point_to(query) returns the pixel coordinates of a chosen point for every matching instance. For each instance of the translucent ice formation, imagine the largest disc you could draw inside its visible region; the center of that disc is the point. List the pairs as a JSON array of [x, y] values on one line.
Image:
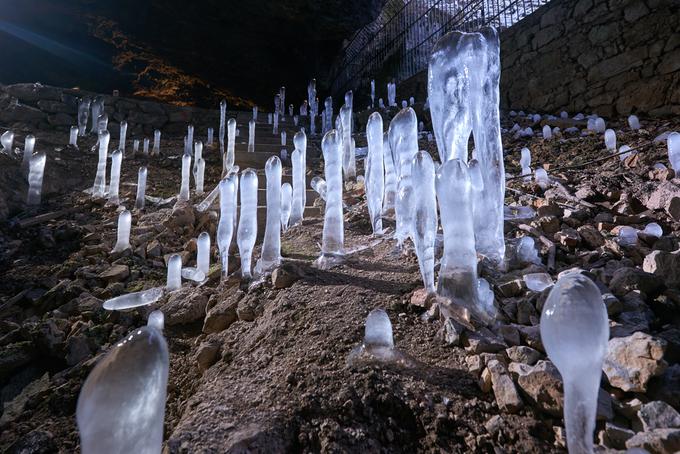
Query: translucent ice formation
[[174, 277], [319, 185], [121, 406], [29, 146], [674, 150], [634, 122], [123, 234], [425, 216], [99, 188], [247, 227], [463, 87], [116, 163], [35, 177], [374, 169], [225, 228], [458, 273], [286, 202], [83, 115], [610, 139], [141, 188], [575, 331], [271, 246], [298, 189], [332, 246]]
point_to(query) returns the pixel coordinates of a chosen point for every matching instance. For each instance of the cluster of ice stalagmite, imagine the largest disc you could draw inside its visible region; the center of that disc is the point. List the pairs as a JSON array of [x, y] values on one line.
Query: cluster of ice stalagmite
[[575, 332], [425, 216], [271, 246], [247, 227], [99, 188], [374, 170], [464, 74], [35, 177], [332, 247], [121, 406]]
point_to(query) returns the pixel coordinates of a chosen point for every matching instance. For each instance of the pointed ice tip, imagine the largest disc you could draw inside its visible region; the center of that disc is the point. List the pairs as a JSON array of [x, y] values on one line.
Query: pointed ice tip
[[378, 330]]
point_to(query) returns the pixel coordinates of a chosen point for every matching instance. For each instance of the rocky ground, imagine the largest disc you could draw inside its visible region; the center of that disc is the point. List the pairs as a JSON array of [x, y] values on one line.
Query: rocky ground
[[265, 367]]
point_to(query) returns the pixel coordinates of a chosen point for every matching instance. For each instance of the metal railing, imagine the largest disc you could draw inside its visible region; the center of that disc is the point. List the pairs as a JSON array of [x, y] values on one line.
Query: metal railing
[[397, 45]]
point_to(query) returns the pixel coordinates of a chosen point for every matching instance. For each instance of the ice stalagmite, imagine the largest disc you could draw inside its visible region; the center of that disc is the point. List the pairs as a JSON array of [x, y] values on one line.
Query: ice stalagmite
[[116, 163], [141, 188], [29, 146], [186, 171], [225, 228], [174, 277], [271, 246], [35, 177], [73, 137], [575, 332], [425, 216], [83, 115], [123, 233], [458, 273], [99, 188], [231, 144], [674, 150], [464, 73], [251, 136], [332, 247], [223, 115], [247, 227], [121, 406], [348, 158], [375, 178], [122, 136], [286, 202], [390, 195]]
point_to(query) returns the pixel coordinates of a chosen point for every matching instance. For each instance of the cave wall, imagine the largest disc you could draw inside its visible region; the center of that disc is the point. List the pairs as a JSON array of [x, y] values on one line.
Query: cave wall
[[612, 57]]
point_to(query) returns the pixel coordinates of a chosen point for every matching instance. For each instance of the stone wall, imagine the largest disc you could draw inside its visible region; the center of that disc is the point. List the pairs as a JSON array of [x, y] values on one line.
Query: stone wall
[[612, 57], [46, 107]]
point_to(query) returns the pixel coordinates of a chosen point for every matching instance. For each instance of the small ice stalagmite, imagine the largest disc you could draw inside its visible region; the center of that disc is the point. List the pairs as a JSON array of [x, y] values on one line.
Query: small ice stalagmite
[[673, 143], [223, 115], [125, 394], [271, 246], [374, 170], [156, 151], [425, 213], [390, 194], [251, 136], [114, 184], [319, 185], [247, 227], [458, 273], [99, 188], [186, 171], [174, 277], [35, 177], [610, 139], [141, 188], [575, 333], [231, 144], [29, 146], [73, 137], [286, 203], [634, 122], [123, 234], [83, 115], [298, 189], [225, 228], [122, 136], [332, 247]]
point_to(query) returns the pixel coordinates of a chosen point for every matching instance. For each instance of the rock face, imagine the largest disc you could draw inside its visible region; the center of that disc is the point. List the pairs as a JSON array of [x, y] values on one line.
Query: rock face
[[631, 361]]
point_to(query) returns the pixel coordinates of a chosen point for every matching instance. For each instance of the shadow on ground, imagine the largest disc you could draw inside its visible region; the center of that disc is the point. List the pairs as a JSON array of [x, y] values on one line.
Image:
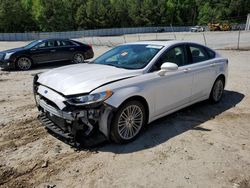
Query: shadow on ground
[[177, 123]]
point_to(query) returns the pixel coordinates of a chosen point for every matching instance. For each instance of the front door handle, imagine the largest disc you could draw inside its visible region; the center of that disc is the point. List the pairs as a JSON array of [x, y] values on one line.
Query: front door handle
[[212, 64], [186, 70]]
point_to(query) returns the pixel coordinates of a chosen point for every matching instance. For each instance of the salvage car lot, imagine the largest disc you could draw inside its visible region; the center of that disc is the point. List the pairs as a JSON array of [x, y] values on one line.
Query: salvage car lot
[[201, 146]]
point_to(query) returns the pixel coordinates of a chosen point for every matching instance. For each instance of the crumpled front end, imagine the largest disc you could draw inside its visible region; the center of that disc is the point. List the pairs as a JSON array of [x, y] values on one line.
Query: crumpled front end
[[76, 124]]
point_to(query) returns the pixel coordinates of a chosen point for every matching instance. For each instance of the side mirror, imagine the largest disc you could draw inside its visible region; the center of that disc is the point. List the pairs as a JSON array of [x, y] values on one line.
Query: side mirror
[[167, 67]]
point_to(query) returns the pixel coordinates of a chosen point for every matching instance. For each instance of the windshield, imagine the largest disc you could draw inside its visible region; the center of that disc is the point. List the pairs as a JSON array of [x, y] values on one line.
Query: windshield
[[32, 44], [134, 56]]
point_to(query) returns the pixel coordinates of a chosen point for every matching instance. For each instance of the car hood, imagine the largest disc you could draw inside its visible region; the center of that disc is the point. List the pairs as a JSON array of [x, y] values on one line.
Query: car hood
[[83, 78], [12, 50]]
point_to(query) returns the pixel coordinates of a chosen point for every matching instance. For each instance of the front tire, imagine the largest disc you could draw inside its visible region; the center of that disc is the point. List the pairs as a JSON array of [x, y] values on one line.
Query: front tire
[[217, 90], [128, 122], [24, 63]]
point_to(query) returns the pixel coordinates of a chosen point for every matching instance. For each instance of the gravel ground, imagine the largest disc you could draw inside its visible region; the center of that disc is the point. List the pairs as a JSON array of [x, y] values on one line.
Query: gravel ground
[[201, 146]]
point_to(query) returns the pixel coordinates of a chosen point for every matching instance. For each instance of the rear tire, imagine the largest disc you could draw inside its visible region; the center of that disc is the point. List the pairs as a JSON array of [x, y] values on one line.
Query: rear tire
[[24, 63], [78, 58], [217, 90], [128, 122]]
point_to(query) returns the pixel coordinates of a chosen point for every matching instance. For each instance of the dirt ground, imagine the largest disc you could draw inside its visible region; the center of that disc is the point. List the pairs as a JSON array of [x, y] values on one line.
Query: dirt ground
[[201, 146]]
•••••
● **Exercise details**
Update the listing above by changing every "JSON array" to "JSON list" and leaving the rest as it is. Leave the pictures out of your output.

● **Task solution**
point_to(query) returns the pixel coordinates of a chosen point for every matching instance. For each instance of the translucent ice formation, imagine the largest disc you could draw inside its visible region; the center of that disc is the point. List the pairs as a JSON list of [x, y] values on one line.
Image:
Query: translucent ice formation
[[174, 277], [319, 185], [121, 406], [29, 146], [674, 150], [634, 122], [123, 234], [425, 216], [99, 188], [247, 227], [463, 87], [116, 163], [35, 177], [374, 169], [225, 228], [458, 273], [286, 202], [83, 115], [610, 139], [141, 188], [575, 331], [271, 246], [298, 189], [332, 246]]
point_to(query) returns the pixel coordinates of a chosen point for every matching instance. For each instance of the cluster of ice stalagmite, imagine the largest disc you could draw inside its visible region; the center of that disc is the point. List the pairs as a JSON list of [x, y] values on one line.
Query: cluster of ice stalagmite
[[575, 332], [425, 216], [271, 246], [247, 227], [99, 188], [374, 170], [464, 74], [35, 177], [332, 247], [121, 406]]
point_to(query) returns the pixel coordinates of a chosen point for every matching instance. For each instance of the pointed ice tip, imagine the largest disc you could draw inside its visible region; the center of that disc is the point. List the pairs as a JSON list of [x, y] values on one line.
Query: pointed ice tip
[[378, 330]]
point_to(query) returns the pixel coordinates of a chosen point for every matching instance. For each instance of the rocky ground, imagine the largest disc you could draw inside its visible region; the center of that disc is the point. List the pairs as a JSON list of [x, y] values on one line.
Query: rocky ground
[[265, 367]]
point_to(query) returns the pixel coordinates of a chosen point for every matching instance. For each instance of the metal railing, imagine the largest disc you could draw inside its visible region; the center of that disc is the point. List the pairs as a JSON list of [x, y] values on one line.
Query: metal railing
[[397, 45]]
point_to(query) returns the pixel coordinates of a chosen point for every matching instance. For each instance of the ice stalagmite, imagine the largest disc you could draw inside its visible region; the center of that disc is the point. List the pairs as a JSON list of [x, y] values on one line.
Query: ice stalagmite
[[116, 163], [141, 188], [29, 146], [186, 171], [225, 228], [174, 277], [271, 246], [35, 177], [73, 137], [575, 332], [425, 216], [83, 115], [123, 233], [458, 273], [99, 188], [231, 144], [674, 150], [464, 73], [251, 136], [332, 247], [223, 115], [247, 227], [121, 406], [348, 158], [375, 178], [122, 136], [286, 202], [390, 195]]
point_to(query) returns the pixel coordinates of a chosen point for every matching instance. For each instance of the cave wall, imagine the largest disc you could draw inside its visible region; the center of that disc is the point. List the pairs as a JSON list of [x, y] values on one line.
Query: cave wall
[[612, 57]]
point_to(query) returns the pixel coordinates of a chosen point for every matching instance. For each instance of the stone wall, imagine the largest disc you could draw inside its visible region; the center of that disc is the point. List the pairs as a JSON list of [x, y] values on one line.
Query: stone wall
[[612, 57], [46, 107]]
point_to(query) returns the pixel coordinates of a chosen point for every matching instance. For each instance of the small ice stalagmite, imagine the largest disc you could draw inside its visible region; the center of that disc is the point. List the pairs as a JSON list of [x, y] values on one line.
Query: small ice stalagmite
[[673, 143], [223, 115], [125, 394], [271, 246], [374, 170], [156, 151], [425, 213], [390, 194], [251, 136], [114, 184], [319, 185], [247, 227], [458, 273], [99, 188], [186, 171], [174, 277], [35, 177], [610, 139], [141, 188], [575, 333], [231, 144], [29, 146], [73, 137], [286, 203], [634, 122], [123, 234], [83, 115], [298, 189], [225, 228], [122, 136], [332, 247]]
point_to(query) returns the pixel coordinates of a chosen point for every matching instance. For each instance of the rock face, imagine the largest disc you could draw inside its visible region; the center of that disc is the point. List the pairs as a JSON list of [x, y] values on one line.
Query: rock face
[[631, 361]]
point_to(query) returns the pixel coordinates of a chosen point for every matching instance. For each instance of the shadow on ground, imagine the largest disc you could draw inside its visible region; the center of that disc is the point. List the pairs as a JSON list of [x, y] values on one line.
Image:
Query: shadow on ground
[[177, 123]]
point_to(query) returns the pixel coordinates of a chosen point for every matching instance. For each instance of the front door handle, imagine the largest disc you could draw inside its visible region; the center of that disc is the point. List the pairs as a JSON list of [x, y] values on one line.
Query: front door handle
[[212, 64], [186, 70]]
point_to(query) returns the pixel coordinates of a chosen point for every matching instance. For each instance of the salvage car lot, imagine the largest disc you could draw inside its visible region; the center of that disc is the point. List the pairs as a JSON list of [x, y] values on one line.
Query: salvage car lot
[[201, 146]]
point_to(query) returns the pixel coordinates of a chosen point for every matching instance. For each instance of the crumpled front end, imagine the largest disc you could draw inside its visible region; the center of that disc is the point. List the pairs as a JSON list of [x, y] values on one line.
Query: crumpled front end
[[76, 124]]
point_to(query) returns the pixel coordinates of a chosen point for every matching instance. For each instance of the side mirror, imagine the largest disc you could draw inside its visible region; the center of that disc is the point. List the pairs as a JSON list of [x, y] values on one line.
Query: side mirror
[[167, 67]]
point_to(query) returns the pixel coordinates of a chosen point for every matching instance. For each instance of the windshield, imagine the largest disc you could draw inside its visible region; the center of that disc is the point. List the pairs as a JSON list of [x, y] values on one line.
Query: windshield
[[32, 44], [134, 56]]
point_to(query) returns the pixel coordinates of a chosen point for every matching instance. For each instance of the car hood, imagine the largest disc you could draw inside its visible region; the center of that disc is the point. List the pairs as a JSON list of [x, y] values on one line.
Query: car hood
[[83, 78], [12, 50]]
point_to(query) returns the pixel coordinates of a chosen point for every matching instance. For each instance of the front tire, imagine the largest disc you could draw inside its visible region; the center of that disc is the point. List the pairs as a JSON list of [x, y] values on one line.
Query: front tire
[[217, 90], [128, 122], [24, 63]]
point_to(query) returns the pixel coordinates of a chosen point for every matching instance. For each instance of the gravel ground, imagine the largest disc you could draw inside its visible region; the center of that disc is the point. List the pairs as a JSON list of [x, y] values on one line.
Query: gravel ground
[[201, 146]]
point_to(query) returns the pixel coordinates of a chosen point for every matching instance. For each instance of the rear tire, imagine the largest disc you could draw inside its visible region; the center of that disc is the point. List the pairs as a JSON list of [x, y] values on one line.
Query: rear tire
[[24, 63], [78, 58], [217, 90], [128, 122]]
point_to(query) returns the pixel coordinates of a chosen point for every matching instance. For each instance of the dirt ground, imagine the largest disc you could draw inside its visible region; the center of that disc is the point. List the pairs as a JSON list of [x, y] values on one line.
Query: dirt ground
[[201, 146]]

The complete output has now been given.